* **Source material**:

============================================================

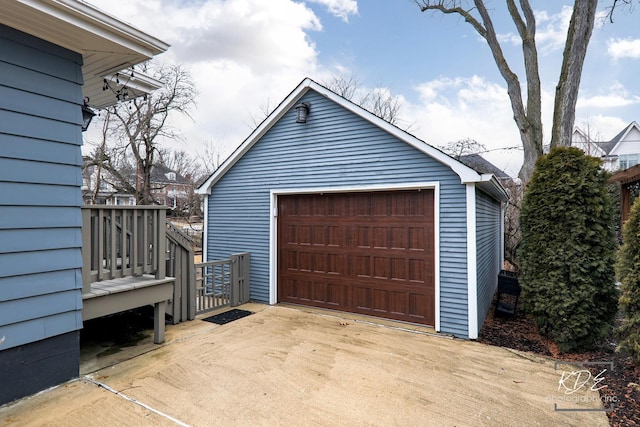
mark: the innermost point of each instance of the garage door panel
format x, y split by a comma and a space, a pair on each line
369, 253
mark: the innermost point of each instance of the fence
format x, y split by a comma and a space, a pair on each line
222, 283
180, 265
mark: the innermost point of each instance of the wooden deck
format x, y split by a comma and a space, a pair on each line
125, 261
126, 293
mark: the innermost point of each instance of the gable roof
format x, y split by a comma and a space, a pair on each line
482, 165
107, 44
620, 137
467, 174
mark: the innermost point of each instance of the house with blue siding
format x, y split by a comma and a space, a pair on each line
54, 58
342, 210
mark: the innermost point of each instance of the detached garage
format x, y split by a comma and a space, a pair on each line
344, 211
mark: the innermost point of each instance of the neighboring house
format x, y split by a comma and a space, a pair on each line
345, 211
621, 152
107, 193
54, 55
169, 188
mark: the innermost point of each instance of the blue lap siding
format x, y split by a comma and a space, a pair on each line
40, 218
335, 148
488, 236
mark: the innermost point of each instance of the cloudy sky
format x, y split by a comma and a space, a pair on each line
247, 55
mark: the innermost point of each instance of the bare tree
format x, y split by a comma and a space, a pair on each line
464, 146
380, 101
528, 115
140, 124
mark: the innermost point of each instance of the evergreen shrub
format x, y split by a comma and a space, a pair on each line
568, 250
628, 272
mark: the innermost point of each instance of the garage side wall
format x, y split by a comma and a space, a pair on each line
488, 235
40, 218
335, 148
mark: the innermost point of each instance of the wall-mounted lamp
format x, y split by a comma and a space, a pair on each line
302, 111
87, 115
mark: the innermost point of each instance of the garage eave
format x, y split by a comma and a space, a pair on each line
465, 173
490, 185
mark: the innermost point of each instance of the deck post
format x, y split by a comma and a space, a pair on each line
159, 309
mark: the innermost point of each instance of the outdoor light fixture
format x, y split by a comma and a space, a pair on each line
302, 111
87, 115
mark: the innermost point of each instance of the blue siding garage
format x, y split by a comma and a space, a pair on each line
344, 149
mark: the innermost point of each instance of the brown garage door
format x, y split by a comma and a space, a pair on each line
368, 253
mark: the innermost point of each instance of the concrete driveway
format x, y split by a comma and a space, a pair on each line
297, 367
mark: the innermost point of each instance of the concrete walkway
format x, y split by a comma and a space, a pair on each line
297, 367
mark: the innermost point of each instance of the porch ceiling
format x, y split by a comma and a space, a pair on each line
107, 44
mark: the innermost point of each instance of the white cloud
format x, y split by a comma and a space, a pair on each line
551, 30
340, 8
624, 48
242, 54
615, 96
452, 109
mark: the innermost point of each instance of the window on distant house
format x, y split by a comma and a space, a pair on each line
628, 160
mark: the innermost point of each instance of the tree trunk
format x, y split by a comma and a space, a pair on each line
575, 51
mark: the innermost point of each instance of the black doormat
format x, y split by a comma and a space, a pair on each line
228, 316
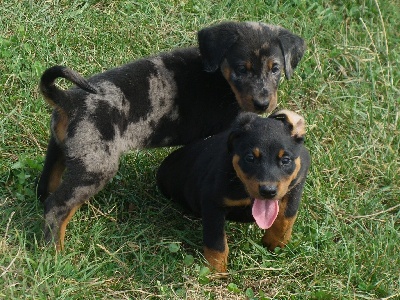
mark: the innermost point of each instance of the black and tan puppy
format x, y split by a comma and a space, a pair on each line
253, 172
169, 99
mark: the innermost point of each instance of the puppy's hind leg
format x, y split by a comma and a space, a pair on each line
53, 169
78, 186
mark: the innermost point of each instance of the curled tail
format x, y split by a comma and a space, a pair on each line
55, 95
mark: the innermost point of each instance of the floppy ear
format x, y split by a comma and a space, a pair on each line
241, 124
293, 48
214, 42
295, 122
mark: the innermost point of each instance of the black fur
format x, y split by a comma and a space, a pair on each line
164, 100
207, 178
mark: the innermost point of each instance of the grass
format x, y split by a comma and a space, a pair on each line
131, 243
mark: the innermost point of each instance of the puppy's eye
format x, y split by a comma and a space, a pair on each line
241, 70
285, 160
275, 68
249, 158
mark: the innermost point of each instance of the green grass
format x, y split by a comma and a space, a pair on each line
131, 243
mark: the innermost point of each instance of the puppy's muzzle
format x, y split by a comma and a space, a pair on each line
261, 105
268, 191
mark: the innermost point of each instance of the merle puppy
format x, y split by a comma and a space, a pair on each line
169, 99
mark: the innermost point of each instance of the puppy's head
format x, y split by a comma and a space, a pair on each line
252, 57
266, 152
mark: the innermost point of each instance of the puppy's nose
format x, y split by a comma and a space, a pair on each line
268, 191
261, 105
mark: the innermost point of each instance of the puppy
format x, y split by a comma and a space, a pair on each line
169, 99
253, 172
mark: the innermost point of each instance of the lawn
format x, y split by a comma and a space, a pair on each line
129, 242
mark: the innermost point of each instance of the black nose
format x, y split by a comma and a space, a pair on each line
268, 191
261, 105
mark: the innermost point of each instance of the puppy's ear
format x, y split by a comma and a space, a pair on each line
293, 48
214, 42
240, 126
295, 123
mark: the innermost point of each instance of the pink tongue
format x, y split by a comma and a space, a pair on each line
265, 212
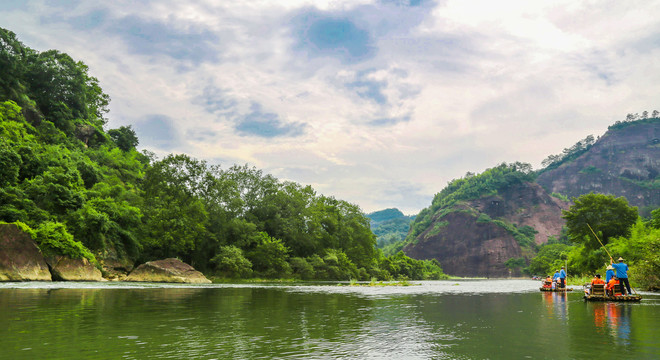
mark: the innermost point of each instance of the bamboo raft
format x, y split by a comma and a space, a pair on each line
597, 293
555, 290
627, 298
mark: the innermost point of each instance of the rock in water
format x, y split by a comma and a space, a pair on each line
168, 270
20, 258
67, 269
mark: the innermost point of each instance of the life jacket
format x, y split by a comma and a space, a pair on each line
610, 285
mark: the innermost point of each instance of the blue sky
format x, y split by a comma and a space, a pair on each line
379, 103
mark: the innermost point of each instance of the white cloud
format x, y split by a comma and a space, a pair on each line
427, 94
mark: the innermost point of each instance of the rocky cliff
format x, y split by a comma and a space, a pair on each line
20, 258
476, 237
623, 162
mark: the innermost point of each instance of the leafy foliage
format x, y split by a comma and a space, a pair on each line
88, 191
606, 215
568, 154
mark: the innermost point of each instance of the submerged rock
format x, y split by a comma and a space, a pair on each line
68, 269
167, 270
20, 258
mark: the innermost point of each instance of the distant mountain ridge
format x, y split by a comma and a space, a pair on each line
623, 162
389, 226
489, 224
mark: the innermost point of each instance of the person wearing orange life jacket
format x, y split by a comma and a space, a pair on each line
610, 286
547, 283
609, 273
597, 281
622, 274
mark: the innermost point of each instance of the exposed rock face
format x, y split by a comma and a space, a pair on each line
526, 204
67, 269
465, 246
168, 270
115, 269
619, 163
20, 258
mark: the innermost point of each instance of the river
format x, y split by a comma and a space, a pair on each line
465, 319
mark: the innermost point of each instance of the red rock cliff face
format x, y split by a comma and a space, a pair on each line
617, 164
467, 247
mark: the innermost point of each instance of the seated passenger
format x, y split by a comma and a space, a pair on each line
597, 280
610, 286
547, 283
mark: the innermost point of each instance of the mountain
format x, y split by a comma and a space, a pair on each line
489, 224
623, 162
486, 224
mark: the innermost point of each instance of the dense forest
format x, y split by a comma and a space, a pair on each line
600, 228
390, 226
82, 191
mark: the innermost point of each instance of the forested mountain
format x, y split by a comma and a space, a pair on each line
486, 224
494, 223
625, 161
390, 226
87, 192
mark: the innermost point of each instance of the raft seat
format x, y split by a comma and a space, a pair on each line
617, 289
598, 290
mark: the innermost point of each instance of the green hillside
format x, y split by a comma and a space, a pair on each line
390, 226
87, 192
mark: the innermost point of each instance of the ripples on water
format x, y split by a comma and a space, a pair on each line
464, 319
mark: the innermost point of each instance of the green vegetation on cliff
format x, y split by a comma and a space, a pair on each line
389, 226
470, 187
89, 193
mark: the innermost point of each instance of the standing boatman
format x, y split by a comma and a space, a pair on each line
609, 273
622, 273
562, 277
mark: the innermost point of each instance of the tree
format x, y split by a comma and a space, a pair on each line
124, 137
229, 261
608, 217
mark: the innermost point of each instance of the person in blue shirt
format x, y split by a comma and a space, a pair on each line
562, 277
622, 273
609, 273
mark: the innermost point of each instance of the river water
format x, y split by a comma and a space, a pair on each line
497, 319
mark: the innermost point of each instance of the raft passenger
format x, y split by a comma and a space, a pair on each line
622, 273
609, 273
610, 286
562, 277
597, 280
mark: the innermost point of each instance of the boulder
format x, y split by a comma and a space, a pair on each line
167, 270
20, 257
116, 269
68, 269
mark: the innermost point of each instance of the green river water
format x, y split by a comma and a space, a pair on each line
497, 319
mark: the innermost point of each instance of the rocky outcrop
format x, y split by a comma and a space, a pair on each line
64, 268
467, 242
116, 269
623, 162
168, 270
20, 258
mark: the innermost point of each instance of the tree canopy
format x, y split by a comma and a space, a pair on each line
607, 216
88, 192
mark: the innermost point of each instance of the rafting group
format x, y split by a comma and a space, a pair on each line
615, 287
556, 283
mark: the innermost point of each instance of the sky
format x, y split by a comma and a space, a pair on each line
377, 102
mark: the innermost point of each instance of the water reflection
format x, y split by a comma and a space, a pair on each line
556, 304
618, 320
452, 320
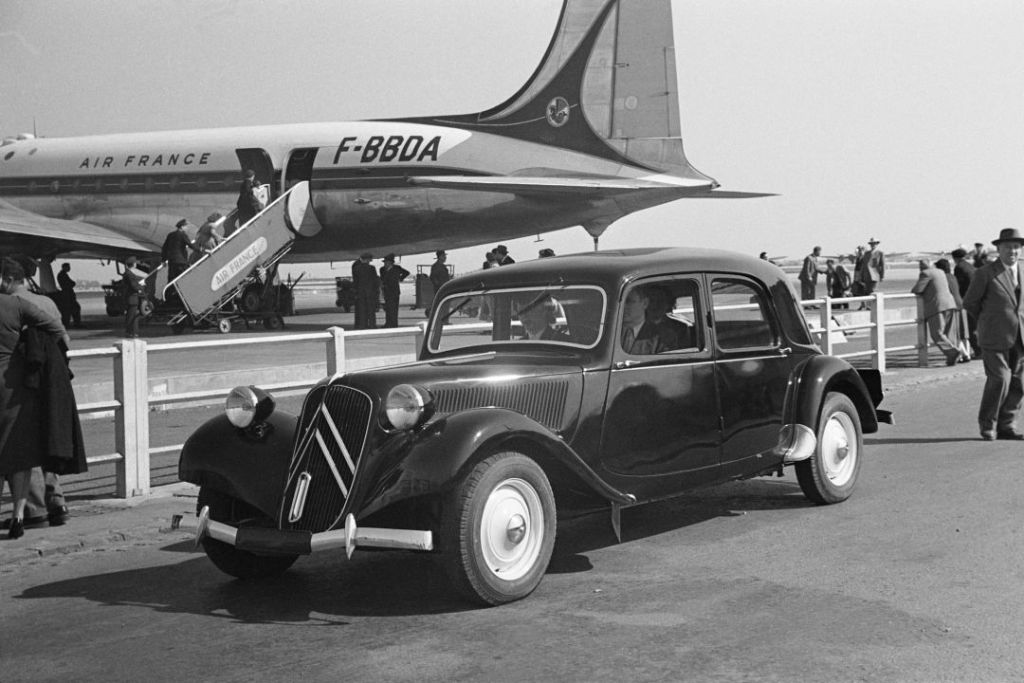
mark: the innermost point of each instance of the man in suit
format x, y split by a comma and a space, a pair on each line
872, 270
368, 286
639, 336
993, 299
939, 304
538, 318
964, 272
809, 273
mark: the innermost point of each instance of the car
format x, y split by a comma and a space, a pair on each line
593, 381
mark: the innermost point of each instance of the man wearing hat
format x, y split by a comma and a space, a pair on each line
391, 276
175, 250
438, 271
249, 203
993, 299
367, 285
872, 269
980, 255
503, 255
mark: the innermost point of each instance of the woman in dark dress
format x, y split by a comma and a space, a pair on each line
16, 464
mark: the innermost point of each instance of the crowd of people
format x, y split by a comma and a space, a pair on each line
973, 309
868, 270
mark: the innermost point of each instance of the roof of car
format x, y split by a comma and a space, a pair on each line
609, 267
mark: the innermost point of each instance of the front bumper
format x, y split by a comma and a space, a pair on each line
275, 542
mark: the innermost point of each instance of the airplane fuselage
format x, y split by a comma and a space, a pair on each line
142, 183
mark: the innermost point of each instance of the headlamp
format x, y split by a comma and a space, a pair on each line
409, 406
247, 404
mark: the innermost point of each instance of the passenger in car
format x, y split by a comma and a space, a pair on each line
672, 333
639, 336
538, 318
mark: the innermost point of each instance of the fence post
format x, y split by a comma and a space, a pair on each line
879, 332
922, 334
826, 325
336, 351
418, 338
131, 419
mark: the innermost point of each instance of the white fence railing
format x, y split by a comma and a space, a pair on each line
132, 401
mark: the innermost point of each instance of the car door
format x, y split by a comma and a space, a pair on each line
753, 369
660, 429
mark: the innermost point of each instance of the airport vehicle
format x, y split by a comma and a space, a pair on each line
475, 450
594, 135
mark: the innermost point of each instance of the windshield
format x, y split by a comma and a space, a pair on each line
557, 315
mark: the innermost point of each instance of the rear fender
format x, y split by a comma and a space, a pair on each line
236, 462
432, 460
816, 377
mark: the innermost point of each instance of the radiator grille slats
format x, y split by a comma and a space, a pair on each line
333, 435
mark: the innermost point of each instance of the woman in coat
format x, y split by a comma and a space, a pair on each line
16, 463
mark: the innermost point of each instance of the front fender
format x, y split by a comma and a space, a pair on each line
816, 377
235, 462
432, 460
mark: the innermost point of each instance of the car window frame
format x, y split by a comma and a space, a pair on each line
622, 356
767, 306
432, 336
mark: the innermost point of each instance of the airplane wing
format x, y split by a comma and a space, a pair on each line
582, 186
32, 233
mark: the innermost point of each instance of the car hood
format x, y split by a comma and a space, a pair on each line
545, 388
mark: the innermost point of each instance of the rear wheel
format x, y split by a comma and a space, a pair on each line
498, 529
229, 559
829, 475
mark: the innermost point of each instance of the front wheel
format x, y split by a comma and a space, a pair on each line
498, 529
230, 560
829, 475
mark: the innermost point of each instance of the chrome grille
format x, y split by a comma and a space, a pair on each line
333, 436
544, 401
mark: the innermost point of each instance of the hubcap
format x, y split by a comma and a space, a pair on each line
839, 449
512, 528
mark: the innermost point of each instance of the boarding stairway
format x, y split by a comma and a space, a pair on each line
250, 255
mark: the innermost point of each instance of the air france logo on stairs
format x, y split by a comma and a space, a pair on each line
238, 264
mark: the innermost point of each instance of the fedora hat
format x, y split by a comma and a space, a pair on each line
1009, 235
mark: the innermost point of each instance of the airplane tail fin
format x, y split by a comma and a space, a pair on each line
606, 86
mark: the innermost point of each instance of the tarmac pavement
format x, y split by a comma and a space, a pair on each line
108, 523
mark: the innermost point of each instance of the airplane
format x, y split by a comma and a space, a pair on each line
592, 136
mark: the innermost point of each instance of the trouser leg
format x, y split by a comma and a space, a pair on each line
996, 386
937, 326
1011, 407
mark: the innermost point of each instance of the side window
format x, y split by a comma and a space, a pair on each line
660, 317
740, 315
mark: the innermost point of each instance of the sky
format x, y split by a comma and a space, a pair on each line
898, 120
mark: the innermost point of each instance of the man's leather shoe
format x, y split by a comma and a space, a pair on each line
28, 522
16, 528
57, 516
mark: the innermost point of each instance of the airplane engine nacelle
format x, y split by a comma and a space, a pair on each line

============================================================

* **Task statement**:
Take the lines from the first line of the entries through the line with "mark: the innermost point of each instance of the gable", inclusive, and give them again exactly, minus any pictures.

* **Answer for the task**:
mark: the innermost point of each instance of the garage door panel
format x, y split by a comma and a space, a pair on each line
369, 253
mark: the innermost point of each instance of the fence
format x, y split by a comma and a space, a pair on each line
222, 283
180, 265
mark: the innermost point of each instance of the wooden deck
format x, y split by a comma and a space, a pair on each line
125, 261
126, 293
mark: the innermost point of each instance of the gable roof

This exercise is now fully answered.